EXCERPTED TEXT:
==========

The best gift a father can give his children is to love their mother
Even if you’re ready, there is no handbook, no warning about the mistakes you will inevitably make.
Brendan Seery
There’s an old gag which goes something like this: When is Mother’s Day? … Nine months after Father’s Night.
But, it also sums up perfectly why we’re in such a mess – as a country and people.
When the ultimate result of a night of passion shows up in the maternity ward, often the sperm donor is long gone. Let’s call it as it is: the definition of father is not merely something biological; it is emotional and psychological too. You are a father because you are around to help raise your children.
Yesterday, as I trawled social media, there were plenty of people remembering their fathers – with affection and thanks. Sadly, for every one of those who had a father there would be many more who had little or no contact with the sperm donor who gave them life.
Becoming a father, becoming a parent, bringing a life into the world, is life’s most onerous responsibility. So, it never ceases to amaze me how lightly it is taken by many people.

==========

STORED DATA:
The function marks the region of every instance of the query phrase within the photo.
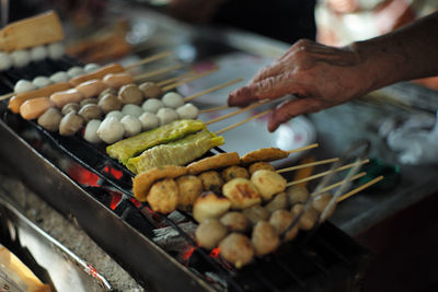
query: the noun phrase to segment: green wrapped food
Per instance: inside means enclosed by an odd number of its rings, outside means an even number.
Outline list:
[[[200,120],[180,119],[108,145],[106,153],[126,165],[130,157],[149,148],[176,141],[205,129],[207,127]]]
[[[169,144],[155,145],[146,150],[140,156],[129,159],[126,167],[138,174],[152,167],[185,165],[203,156],[211,148],[223,143],[223,137],[204,130]]]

==========

PROBLEMS TO SOLVE:
(1) Which things does the column on fathers say the definition of a father is? List each one.
(2) Can you quote the column on fathers between "The best gift" and "after Father’s Night.", inclusive?
(3) How might the column on fathers go on after its final sentence? Write the next part.

ANSWERS PER TASK:
(1) biological, emotional, psychological

(2)
The best gift a father can give his children is to love their mother
Even if you’re ready, there is no handbook, no warning about the mistakes you will inevitably make.
Brendan Seery
There’s an old gag which goes something like this: When is Mother’s Day? … Nine months after Father’s Night.

(3)
I was only 21 and sitting over the breakfast table opposite my friend’s wife. He had met me in the army a few months before and, seeing the poky little flat I was living in, effectively ordered me to come and board with him and his wife. And I soon found out that everything was not roses and sunshine in their relationship.
For her, I think, getting married was confirmation of her social status, along with the fancy car he bought her. She could show off her “catch”. But she was restless and the toys and baubles (eventually a big house which landed him in huge debt) were not enough for her.
As we sipped coffee – before I got ready to cycle into the office (couldn’t afford a car on a cadet reporter’s salary) – she spoke about their deteriorating marriage.
“I think,” she said, “That if we have a baby it will bring us closer together…”
I’m sure I must have spluttered out coffee. Nobody has shared anything this intimate with me. But I felt I just couldn’t nod and say nothing. I said I thought it was a really bad idea … and especially if she “tricked” him into it.
She didn’t fall pregnant and, not long afterwards, divorce proceedings began.
I’ve often wondered why I suddenly showed such maturity when, in reality, I was wet behind the ears myself when it came to serious relationships. Getting a girl pregnant was something which terrified me and all my mates. Two people I knew had parents rich enough to send their girlfriends overseas to “get the problem taken care of…”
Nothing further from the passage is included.